*Aim of the exercise*
Return every line of the data below unchanged, copying each character as it appears.

*Task inputs*
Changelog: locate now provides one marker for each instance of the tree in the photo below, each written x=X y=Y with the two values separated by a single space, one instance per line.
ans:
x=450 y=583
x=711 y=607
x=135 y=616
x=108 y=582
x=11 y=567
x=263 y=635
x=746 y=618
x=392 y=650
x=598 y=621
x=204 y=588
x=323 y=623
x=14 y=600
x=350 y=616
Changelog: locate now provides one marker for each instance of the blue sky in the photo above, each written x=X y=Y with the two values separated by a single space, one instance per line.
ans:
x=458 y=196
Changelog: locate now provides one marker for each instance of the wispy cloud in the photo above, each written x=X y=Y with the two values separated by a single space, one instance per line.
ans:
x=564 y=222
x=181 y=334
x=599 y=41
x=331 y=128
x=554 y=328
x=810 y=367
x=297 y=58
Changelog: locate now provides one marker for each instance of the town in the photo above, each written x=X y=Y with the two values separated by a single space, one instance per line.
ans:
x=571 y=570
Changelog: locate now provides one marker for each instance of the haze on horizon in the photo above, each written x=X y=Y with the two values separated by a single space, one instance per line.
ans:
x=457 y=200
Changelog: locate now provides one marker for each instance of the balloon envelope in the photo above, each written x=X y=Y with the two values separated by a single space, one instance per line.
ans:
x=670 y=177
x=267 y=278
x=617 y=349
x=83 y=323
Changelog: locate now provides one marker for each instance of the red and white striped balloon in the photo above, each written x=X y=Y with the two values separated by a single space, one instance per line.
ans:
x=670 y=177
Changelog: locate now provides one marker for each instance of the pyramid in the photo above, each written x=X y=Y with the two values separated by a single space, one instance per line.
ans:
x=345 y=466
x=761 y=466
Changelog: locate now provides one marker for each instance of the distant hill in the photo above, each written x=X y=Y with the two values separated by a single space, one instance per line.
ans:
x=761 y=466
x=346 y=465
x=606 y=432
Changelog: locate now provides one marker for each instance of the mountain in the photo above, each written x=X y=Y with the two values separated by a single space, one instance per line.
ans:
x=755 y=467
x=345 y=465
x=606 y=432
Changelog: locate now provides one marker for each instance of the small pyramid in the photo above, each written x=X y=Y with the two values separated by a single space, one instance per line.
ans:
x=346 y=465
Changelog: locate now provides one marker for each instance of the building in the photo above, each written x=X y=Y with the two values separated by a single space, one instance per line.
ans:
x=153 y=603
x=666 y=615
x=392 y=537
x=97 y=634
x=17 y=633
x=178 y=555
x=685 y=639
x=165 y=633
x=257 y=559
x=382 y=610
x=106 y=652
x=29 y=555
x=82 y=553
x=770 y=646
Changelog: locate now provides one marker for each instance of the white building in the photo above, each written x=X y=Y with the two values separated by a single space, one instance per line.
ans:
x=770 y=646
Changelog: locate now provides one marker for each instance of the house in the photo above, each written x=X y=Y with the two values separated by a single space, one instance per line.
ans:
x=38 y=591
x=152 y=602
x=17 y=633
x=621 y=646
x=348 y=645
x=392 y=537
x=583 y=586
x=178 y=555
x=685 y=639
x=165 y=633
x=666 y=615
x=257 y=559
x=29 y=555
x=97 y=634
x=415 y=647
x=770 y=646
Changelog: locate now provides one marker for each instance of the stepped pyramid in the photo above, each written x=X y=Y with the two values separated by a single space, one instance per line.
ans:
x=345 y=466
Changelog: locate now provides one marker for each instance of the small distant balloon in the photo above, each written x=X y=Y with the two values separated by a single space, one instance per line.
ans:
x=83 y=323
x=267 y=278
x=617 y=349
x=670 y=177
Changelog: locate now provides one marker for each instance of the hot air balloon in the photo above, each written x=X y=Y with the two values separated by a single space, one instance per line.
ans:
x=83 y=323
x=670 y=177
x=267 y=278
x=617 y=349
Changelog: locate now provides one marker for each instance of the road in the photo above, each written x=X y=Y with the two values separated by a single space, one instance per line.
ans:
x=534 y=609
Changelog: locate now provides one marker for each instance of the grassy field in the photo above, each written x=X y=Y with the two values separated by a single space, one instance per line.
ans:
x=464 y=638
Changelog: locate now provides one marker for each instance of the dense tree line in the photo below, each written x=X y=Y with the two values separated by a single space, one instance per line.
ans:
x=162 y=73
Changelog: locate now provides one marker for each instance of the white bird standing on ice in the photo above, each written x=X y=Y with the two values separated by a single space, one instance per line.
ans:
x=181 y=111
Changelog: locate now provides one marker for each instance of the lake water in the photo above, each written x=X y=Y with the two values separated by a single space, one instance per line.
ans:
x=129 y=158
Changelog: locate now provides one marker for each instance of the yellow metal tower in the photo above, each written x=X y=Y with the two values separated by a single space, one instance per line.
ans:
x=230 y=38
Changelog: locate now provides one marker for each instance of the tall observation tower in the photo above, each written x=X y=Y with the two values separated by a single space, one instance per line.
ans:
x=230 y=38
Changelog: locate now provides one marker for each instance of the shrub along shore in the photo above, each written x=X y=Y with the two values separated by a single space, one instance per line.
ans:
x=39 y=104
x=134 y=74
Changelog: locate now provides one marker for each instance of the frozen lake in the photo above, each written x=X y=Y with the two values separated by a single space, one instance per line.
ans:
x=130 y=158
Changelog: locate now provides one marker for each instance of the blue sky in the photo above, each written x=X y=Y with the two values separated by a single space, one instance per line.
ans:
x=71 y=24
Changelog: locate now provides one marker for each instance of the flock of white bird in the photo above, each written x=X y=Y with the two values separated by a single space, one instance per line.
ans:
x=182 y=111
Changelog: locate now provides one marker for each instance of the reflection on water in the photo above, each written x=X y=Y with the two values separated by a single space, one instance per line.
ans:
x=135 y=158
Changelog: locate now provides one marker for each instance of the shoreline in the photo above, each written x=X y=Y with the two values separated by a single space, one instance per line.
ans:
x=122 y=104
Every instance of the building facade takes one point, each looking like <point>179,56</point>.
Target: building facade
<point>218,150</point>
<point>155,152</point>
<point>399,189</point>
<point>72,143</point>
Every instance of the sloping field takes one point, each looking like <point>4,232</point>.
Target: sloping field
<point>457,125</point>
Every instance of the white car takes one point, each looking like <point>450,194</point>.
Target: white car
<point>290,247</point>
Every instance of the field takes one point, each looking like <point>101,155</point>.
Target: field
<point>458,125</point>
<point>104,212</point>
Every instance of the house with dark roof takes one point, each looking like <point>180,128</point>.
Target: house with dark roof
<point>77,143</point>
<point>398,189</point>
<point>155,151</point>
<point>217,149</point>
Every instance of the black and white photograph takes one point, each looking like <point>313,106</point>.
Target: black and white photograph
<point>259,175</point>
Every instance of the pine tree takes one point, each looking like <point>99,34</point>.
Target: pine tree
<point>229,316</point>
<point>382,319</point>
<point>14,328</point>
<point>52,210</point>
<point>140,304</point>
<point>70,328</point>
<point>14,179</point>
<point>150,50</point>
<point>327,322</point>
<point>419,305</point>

*Exercise solution*
Changelog: locate now provides one marker for each instance of the tree in the photo below, each written x=X y=Y with the two values separated by a single space, one instance per line.
ans:
x=450 y=583
x=711 y=607
x=135 y=616
x=108 y=582
x=11 y=567
x=263 y=635
x=746 y=618
x=392 y=650
x=598 y=621
x=204 y=588
x=323 y=623
x=14 y=600
x=350 y=616
Changelog: locate now provides one marker for each instance of the blue sky in the photo above, each written x=X y=Y with the two values separated by a single space, one instance per line.
ans:
x=458 y=196
Changelog: locate now provides one marker for each instance of the wispy cloud in the photo above, each written x=X y=Y with the two values separated by a single space, one instance per line.
ans:
x=564 y=222
x=181 y=334
x=599 y=41
x=331 y=128
x=554 y=328
x=810 y=367
x=297 y=58
Changelog: locate now provides one marker for each instance of the town in the photo above, each written x=X y=Y with the two values separated by a single space, one instance per line.
ans:
x=571 y=570
Changelog: locate now provides one marker for each instance of the haze on horizon in the photo above, each written x=X y=Y with the two values separated by a single space, one instance per line.
ans:
x=457 y=200
Changelog: locate now provides one marker for each instance of the balloon envelope in the photo above, each written x=X y=Y with the two values separated by a single space, one instance per line.
ans:
x=670 y=177
x=267 y=278
x=617 y=349
x=83 y=323
Changelog: locate now provides one marker for each instance of the red and white striped balloon in the photo above, each written x=X y=Y with the two values separated by a single space, one instance per line.
ans:
x=670 y=177
Changelog: locate now provides one marker for each instance of the pyramid in the photo above, each written x=X y=Y with the two values separated by a single space, one instance per line.
ans:
x=345 y=466
x=761 y=466
Changelog: locate now provides one marker for each instance of the distant hill in the photo above, each written x=X y=Y with the two values separated by a single space, one instance per line.
ans:
x=761 y=466
x=346 y=465
x=606 y=432
Changelog: locate now provides one marker for each instance of the mountain in the photo above, each written x=X y=Y with the two values separated by a single space, one instance per line.
ans:
x=755 y=467
x=345 y=465
x=606 y=432
Changelog: locate now provides one marker for each instance of the small pyramid in the photo above, each written x=X y=Y with the two values separated by a single space, one instance per line.
ans:
x=346 y=465
Changelog: locate now provides one marker for each instance of the building in the photo above, each written x=X y=Y with the two values separated by a single space, one instance per line.
ans:
x=153 y=603
x=666 y=615
x=392 y=537
x=97 y=634
x=17 y=633
x=178 y=555
x=685 y=639
x=165 y=633
x=257 y=559
x=382 y=610
x=106 y=652
x=29 y=555
x=82 y=553
x=770 y=646
Changelog: locate now provides one marker for each instance of the white building in the photo above, each written x=X y=Y with the two values separated by a single space, one instance per line.
ans:
x=770 y=646
Changelog: locate now provides one marker for each instance of the house in the photo above, each written x=X y=Y with the two values separated by a single space, one instance per line.
ans:
x=38 y=591
x=152 y=602
x=17 y=633
x=621 y=646
x=348 y=645
x=392 y=537
x=583 y=586
x=178 y=555
x=685 y=639
x=165 y=633
x=666 y=615
x=257 y=559
x=29 y=555
x=97 y=634
x=415 y=647
x=770 y=646
Changelog: locate now provides one marker for each instance of the stepped pyramid in the photo above, each written x=X y=Y with the two values separated by a single space, one instance per line.
ans:
x=345 y=466
Changelog: locate now provides one marker for each instance of the small distant balloon in the photo above, each written x=X y=Y with the two values separated by a single space, one instance per line.
ans:
x=83 y=323
x=267 y=278
x=617 y=349
x=670 y=177
Changelog: locate now provides one marker for each instance of the hot air balloon in the photo above, each written x=X y=Y with the two values separated by a single space, one instance per line.
ans:
x=83 y=323
x=670 y=177
x=267 y=278
x=617 y=349
Changelog: locate now provides one marker for each instance of the road in the photo above, each written x=X y=Y with the two values separated by a single space, one instance per line.
ans:
x=534 y=609
Changelog: locate now provides one marker for each instance of the grassy field in the photo above, each written x=X y=Y with the two values separated by a single space, one instance per line.
ans:
x=464 y=638
Changelog: locate now provides one marker for each instance of the dense tree line in the photo below, each written x=X y=Y with the two values separated by a single space, one instance per line.
ans:
x=162 y=73
Changelog: locate now provides one marker for each instance of the white bird standing on ice in the photo above, each written x=X y=Y with the two values separated by a single space, one instance per line.
ans:
x=181 y=111
Changelog: locate now provides one marker for each instance of the lake water in the photo above, each written x=X y=Y with the two values separated by a single space, one instance per line.
ans:
x=129 y=158
Changelog: locate now provides one marker for each instance of the yellow metal tower in the photo above, each written x=X y=Y with the two values separated by a single space, one instance per line.
ans:
x=230 y=38
Changelog: locate now provides one marker for each instance of the tall observation tower in the photo above, each written x=X y=Y with the two values separated by a single space, one instance per line.
ans:
x=230 y=38
Changelog: locate now provides one marker for each instance of the shrub along shore in the photo above, each written x=X y=Y with the two values separated by a single space, one instance per line.
ans:
x=39 y=104
x=134 y=74
Changelog: locate now provides one marker for each instance of the frozen lake in the photo above, each written x=X y=Y with the two values separated by a single space, one instance per line.
ans:
x=130 y=158
Changelog: locate now provides one marker for each instance of the blue sky in the photo above, each written x=X y=Y with the two values separated by a single space, one instance per line.
ans:
x=71 y=24
Changelog: locate now provides one marker for each instance of the flock of white bird in the photo above, each written x=X y=Y with the two values separated by a single space, one instance per line.
ans:
x=182 y=111
Changelog: locate now provides one marker for each instance of the reflection on water in the photo above, each written x=X y=Y with the two values separated by a single space, one instance per line.
ans:
x=135 y=158
Changelog: locate now provides one marker for each instance of the shoreline in the photo above, each written x=X y=Y with the two values separated by a single space, one instance per line.
ans:
x=122 y=104
Every instance of the building facade takes one point, each looking like <point>179,56</point>.
Target: building facade
<point>218,150</point>
<point>155,152</point>
<point>399,189</point>
<point>72,143</point>
Every instance of the sloping field takes one point, each looking like <point>4,232</point>.
Target: sloping field
<point>457,125</point>
Every instance of the white car takes one point, each looking like <point>450,194</point>.
Target: white car
<point>290,247</point>
Every instance of the field takes one point, each looking like <point>101,155</point>.
Target: field
<point>458,125</point>
<point>104,212</point>
Every instance of the house with dark roof takes one point, each looking like <point>180,128</point>.
Target: house with dark roof
<point>77,143</point>
<point>398,189</point>
<point>155,151</point>
<point>217,149</point>
Every instance of the black and white photograph takes one point, each looking like <point>313,106</point>.
Target: black and white photograph
<point>259,175</point>
Every instance of the pine tree takes one point, each looking like <point>99,34</point>.
Target: pine tree
<point>229,316</point>
<point>382,319</point>
<point>14,328</point>
<point>52,210</point>
<point>140,304</point>
<point>70,328</point>
<point>14,179</point>
<point>150,50</point>
<point>327,322</point>
<point>419,305</point>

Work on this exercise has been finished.